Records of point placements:
-- begin --

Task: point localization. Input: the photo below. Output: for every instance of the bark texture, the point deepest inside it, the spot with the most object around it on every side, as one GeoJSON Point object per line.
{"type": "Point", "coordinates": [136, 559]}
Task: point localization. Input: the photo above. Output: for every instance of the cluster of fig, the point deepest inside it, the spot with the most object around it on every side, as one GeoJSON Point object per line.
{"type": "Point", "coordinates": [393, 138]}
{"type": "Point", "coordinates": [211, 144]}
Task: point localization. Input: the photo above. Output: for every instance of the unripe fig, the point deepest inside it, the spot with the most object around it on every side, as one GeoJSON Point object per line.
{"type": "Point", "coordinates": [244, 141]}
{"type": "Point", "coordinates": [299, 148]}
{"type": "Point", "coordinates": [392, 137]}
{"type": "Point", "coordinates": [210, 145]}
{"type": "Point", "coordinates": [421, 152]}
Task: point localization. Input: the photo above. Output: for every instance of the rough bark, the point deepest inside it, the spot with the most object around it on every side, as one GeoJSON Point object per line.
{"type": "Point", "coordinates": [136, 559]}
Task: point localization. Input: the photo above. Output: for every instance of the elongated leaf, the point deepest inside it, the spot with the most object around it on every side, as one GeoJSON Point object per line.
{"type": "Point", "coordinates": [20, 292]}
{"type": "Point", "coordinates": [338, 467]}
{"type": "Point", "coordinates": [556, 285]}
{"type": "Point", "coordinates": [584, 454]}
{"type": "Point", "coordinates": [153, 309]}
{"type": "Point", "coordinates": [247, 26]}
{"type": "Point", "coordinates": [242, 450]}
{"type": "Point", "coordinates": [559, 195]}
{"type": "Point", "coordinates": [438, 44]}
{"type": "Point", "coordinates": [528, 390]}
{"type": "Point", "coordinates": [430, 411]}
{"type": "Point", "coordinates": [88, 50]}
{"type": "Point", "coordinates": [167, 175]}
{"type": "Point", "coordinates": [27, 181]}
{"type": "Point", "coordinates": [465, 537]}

-- end --

*WHAT THE EXERCISE ASKS*:
Reproduce every line from the one containing "of the rough" through the end of the records, requests included, and raise each coordinate in the answers by 126.

*EXPECTED OUTPUT*:
Task: point localization. Input: the photo above. Output: for every instance of the rough bark, the point deepest inside it, the spot with the most object around it on every side, as one GeoJSON Point object per line.
{"type": "Point", "coordinates": [262, 685]}
Task: point localization. Input: the photo above. Output: for every instance of the elongated leaf, the point deepest inside it, the spot with the most object around it on every side, as one GeoJSON Point object per line.
{"type": "Point", "coordinates": [146, 418]}
{"type": "Point", "coordinates": [464, 593]}
{"type": "Point", "coordinates": [682, 411]}
{"type": "Point", "coordinates": [710, 580]}
{"type": "Point", "coordinates": [279, 435]}
{"type": "Point", "coordinates": [373, 152]}
{"type": "Point", "coordinates": [368, 576]}
{"type": "Point", "coordinates": [685, 321]}
{"type": "Point", "coordinates": [564, 170]}
{"type": "Point", "coordinates": [654, 516]}
{"type": "Point", "coordinates": [556, 537]}
{"type": "Point", "coordinates": [214, 176]}
{"type": "Point", "coordinates": [293, 301]}
{"type": "Point", "coordinates": [153, 307]}
{"type": "Point", "coordinates": [591, 663]}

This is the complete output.